[Written request]
Please edit the records below, replacing "tuples" with "pairs" wherever it appears and leaving everything else unchanged.
■ ■ ■
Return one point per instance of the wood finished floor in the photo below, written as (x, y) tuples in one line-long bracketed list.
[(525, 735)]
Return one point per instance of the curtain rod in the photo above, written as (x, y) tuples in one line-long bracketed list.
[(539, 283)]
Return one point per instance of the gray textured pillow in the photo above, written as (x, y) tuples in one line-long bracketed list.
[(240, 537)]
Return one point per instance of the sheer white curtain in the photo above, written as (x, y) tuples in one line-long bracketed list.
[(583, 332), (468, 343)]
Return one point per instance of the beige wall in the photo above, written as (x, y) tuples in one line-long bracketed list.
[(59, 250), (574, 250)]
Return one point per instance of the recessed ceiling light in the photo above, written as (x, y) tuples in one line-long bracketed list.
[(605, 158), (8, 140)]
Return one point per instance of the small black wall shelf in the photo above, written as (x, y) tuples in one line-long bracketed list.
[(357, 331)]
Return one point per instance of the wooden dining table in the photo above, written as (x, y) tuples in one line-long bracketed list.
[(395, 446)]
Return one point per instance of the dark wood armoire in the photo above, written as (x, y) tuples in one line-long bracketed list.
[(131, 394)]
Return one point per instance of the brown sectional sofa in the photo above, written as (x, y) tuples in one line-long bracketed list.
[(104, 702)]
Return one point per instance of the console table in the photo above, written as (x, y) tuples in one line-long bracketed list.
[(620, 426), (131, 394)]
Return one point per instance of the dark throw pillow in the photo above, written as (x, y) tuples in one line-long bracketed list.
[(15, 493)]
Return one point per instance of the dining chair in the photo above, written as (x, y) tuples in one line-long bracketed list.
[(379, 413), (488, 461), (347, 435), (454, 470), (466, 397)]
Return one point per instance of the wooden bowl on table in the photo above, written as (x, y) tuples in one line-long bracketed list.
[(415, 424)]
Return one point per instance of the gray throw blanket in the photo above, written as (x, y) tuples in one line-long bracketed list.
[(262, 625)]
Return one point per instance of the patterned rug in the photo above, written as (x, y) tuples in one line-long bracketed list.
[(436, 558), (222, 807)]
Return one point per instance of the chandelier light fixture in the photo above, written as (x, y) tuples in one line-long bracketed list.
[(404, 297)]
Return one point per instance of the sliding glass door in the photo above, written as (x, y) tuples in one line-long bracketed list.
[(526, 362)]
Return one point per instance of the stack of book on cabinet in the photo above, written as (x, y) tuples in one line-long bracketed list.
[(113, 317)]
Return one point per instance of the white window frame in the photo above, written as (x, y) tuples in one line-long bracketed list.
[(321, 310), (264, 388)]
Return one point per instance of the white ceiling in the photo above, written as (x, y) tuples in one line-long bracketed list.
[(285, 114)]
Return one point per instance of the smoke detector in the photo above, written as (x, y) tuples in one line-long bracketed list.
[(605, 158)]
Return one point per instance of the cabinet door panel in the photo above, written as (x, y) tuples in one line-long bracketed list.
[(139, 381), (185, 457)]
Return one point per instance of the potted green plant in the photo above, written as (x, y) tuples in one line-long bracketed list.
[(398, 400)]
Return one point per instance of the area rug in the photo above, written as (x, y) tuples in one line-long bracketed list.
■ ■ ■
[Solution for this problem]
Return one point per instance of the wood finished floor in the photo below, written as (x, y) pairs in one line-long bracketed list.
[(525, 735)]
Return one point per instance of the curtain rod in the photo above, written as (x, y) pairs in one line-long bracketed list.
[(539, 283)]
Return one point per instance of the gray textured pillow in the photo above, written as (x, y) pairs in one line-long bracketed list.
[(240, 537)]
Return one point per instance of the sheer white curtain in the photo above, written as (x, y) pairs in one line-long bracketed list.
[(583, 332), (468, 343)]
Return one point per instance of the beige wall in the photo above, written as (x, y) pairs in one line-long bracketed list.
[(59, 250), (574, 250)]
Return one point per instance of the recessed ceiling light in the photo above, written as (x, y) pairs in one line-long bracketed list.
[(605, 158), (8, 140)]
Return one point per instance of the small black wall shelf in the photo above, written as (x, y) pairs in one line-long bracketed list.
[(357, 331)]
Return one point per instance of the wooden dining table in the photo above, written as (x, y) pairs in one line-long bracketed list.
[(395, 446)]
Return one point per instance of the dark wood armoire in the photo above, written as (x, y) pairs in one line-long bracketed list.
[(131, 394)]
Return one point per instance of the brown sectional sofa in the photo above, written as (x, y) pairs in one line-long bracketed list.
[(104, 702)]
Return one point per instance of the console table in the photo above, written as (x, y) pairs in one line-long bracketed list.
[(620, 426), (131, 394)]
Return one point per instance of the dark throw pillow in the photo above, written as (x, y) pairs in one line-long bracketed list.
[(15, 493)]
Return one point per instance of the dining chair in the photo above, written as (x, y) pairs in one line-long bracketed list.
[(379, 413), (488, 461), (347, 435), (454, 470), (466, 397)]
Return one point per instance of the wooden bowl on table in the photo above, written as (x, y) pairs in one line-long bracketed list.
[(415, 424)]
Return one point per instance of the gray throw blanket in the photo above, written as (x, y) pairs in one line-long bracketed list.
[(262, 625)]
Return one point per instance of the patterned rug in the photo above, written as (x, y) pairs in one line-long bracketed list.
[(436, 558), (222, 807)]
Return one point per instance of the chandelier light fixture in the photo above, written as (x, y) pairs in one line-long bracketed list.
[(404, 297)]
Return one point per instance of the sliding glass door in the photo above, written as (x, y) pairs in one line-long bracketed list.
[(526, 362)]
Return one point per instance of the stack of book on cabinet in the photo above, written as (x, y) pairs in one line-long bracketed list.
[(113, 317)]
Return one point per instance of the white window frame in the photo above, written as (x, y) pairs in one line-long bracketed list.
[(321, 310), (264, 388)]
Return one point per instance of the white ceiling in the photo above, written as (x, y) pairs in one line-long bracketed list.
[(285, 114)]
Return one point per instance of the smoke detector in the photo above, written as (x, y) pairs in one line-long bracketed list.
[(605, 158)]
Return one point per instance of the cabinet door panel in the photo above, written as (x, y) pairs in one line-long bracketed list.
[(139, 381), (185, 457)]
Return one point per instance of the potted green plant in the photo above, written as (x, y) pairs in one line-long bracketed list.
[(398, 400)]
Return one point per instance of the area rug in the photo above, written as (x, y) pairs in one line-long bracketed list.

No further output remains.